(INSTRUCTIONS TO FOLLOW): Return the records from the very first line up to and including the line that contains "219], [139, 221]]]", copied character for character.

---

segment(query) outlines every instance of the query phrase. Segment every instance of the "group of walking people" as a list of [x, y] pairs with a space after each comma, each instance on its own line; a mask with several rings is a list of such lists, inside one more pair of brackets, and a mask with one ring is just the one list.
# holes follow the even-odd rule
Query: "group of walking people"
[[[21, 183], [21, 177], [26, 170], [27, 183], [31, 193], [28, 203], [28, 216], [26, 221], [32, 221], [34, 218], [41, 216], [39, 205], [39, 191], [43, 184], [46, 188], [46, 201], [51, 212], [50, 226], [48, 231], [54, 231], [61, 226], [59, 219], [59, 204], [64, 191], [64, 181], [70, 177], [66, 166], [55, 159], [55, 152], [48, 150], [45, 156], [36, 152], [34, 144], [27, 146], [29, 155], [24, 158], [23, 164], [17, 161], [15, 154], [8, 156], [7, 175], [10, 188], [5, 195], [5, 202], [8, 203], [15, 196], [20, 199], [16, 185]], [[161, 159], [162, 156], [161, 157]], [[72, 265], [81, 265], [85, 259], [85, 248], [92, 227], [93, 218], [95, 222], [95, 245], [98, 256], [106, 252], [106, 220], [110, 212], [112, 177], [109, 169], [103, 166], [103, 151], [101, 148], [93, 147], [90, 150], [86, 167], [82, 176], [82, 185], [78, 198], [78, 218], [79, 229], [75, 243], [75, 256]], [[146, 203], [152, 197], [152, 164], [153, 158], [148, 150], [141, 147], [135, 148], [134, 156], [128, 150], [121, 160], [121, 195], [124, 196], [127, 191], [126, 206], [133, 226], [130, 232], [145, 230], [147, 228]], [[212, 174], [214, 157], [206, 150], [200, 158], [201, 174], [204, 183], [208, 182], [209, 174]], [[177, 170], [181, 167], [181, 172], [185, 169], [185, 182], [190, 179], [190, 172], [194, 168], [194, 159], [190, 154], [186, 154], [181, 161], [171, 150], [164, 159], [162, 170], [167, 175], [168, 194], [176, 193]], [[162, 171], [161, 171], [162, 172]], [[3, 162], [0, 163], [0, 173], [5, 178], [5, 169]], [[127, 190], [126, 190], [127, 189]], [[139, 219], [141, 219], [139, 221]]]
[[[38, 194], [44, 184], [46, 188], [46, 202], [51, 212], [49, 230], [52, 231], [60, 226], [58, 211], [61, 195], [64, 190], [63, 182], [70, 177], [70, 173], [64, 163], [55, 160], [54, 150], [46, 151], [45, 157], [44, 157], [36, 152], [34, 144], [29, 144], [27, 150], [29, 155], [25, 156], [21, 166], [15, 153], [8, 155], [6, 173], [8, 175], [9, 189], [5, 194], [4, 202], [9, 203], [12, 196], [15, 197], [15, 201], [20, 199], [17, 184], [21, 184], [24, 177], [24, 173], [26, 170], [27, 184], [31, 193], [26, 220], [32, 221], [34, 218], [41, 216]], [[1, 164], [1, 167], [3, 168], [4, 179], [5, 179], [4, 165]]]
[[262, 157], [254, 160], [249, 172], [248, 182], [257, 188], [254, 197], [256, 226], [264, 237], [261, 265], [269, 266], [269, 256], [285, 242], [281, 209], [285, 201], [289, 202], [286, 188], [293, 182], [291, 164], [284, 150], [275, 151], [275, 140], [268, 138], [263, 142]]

---

(RESULT):
segment(query) outlines every instance of the query phrase. Segment every instance of the "group of walking people" as a list of [x, y] pairs with a space after each comma, each instance on its own line; a mask with several rings is a list of such lists, inside one more pair of brackets, and a mask with one ring is just the one list.
# holes follow the even-odd rule
Query: "group of walking people"
[[[21, 183], [21, 177], [26, 170], [27, 183], [31, 193], [28, 203], [28, 216], [26, 221], [32, 221], [34, 218], [41, 216], [39, 205], [39, 191], [43, 184], [46, 188], [46, 201], [51, 212], [50, 226], [48, 231], [54, 231], [61, 226], [59, 219], [59, 204], [64, 191], [64, 181], [70, 177], [66, 166], [55, 159], [55, 152], [48, 150], [45, 156], [36, 152], [34, 144], [27, 146], [29, 155], [24, 158], [23, 164], [17, 161], [15, 154], [8, 156], [7, 175], [10, 188], [5, 195], [5, 202], [8, 203], [15, 196], [20, 199], [16, 185]], [[161, 159], [162, 156], [161, 157]], [[72, 265], [81, 265], [85, 259], [85, 248], [92, 227], [93, 218], [95, 222], [95, 245], [98, 256], [106, 252], [106, 220], [110, 212], [112, 177], [109, 169], [103, 166], [103, 151], [101, 148], [93, 147], [90, 150], [86, 167], [82, 176], [82, 185], [78, 198], [78, 218], [79, 229], [75, 243], [75, 256]], [[146, 203], [152, 197], [152, 164], [153, 158], [148, 150], [141, 147], [135, 148], [134, 156], [128, 150], [121, 160], [121, 195], [124, 196], [127, 191], [126, 206], [133, 226], [130, 232], [145, 230], [147, 228]], [[212, 174], [214, 157], [206, 150], [200, 158], [201, 174], [204, 183], [208, 182], [209, 174]], [[177, 170], [181, 167], [181, 172], [185, 169], [185, 182], [190, 179], [190, 172], [194, 168], [194, 159], [190, 154], [186, 154], [181, 161], [171, 150], [164, 159], [162, 170], [167, 175], [168, 194], [176, 193]], [[162, 171], [161, 171], [162, 172]], [[3, 162], [0, 163], [0, 173], [5, 178], [5, 169]], [[127, 190], [126, 190], [127, 189]], [[139, 219], [141, 219], [139, 221]]]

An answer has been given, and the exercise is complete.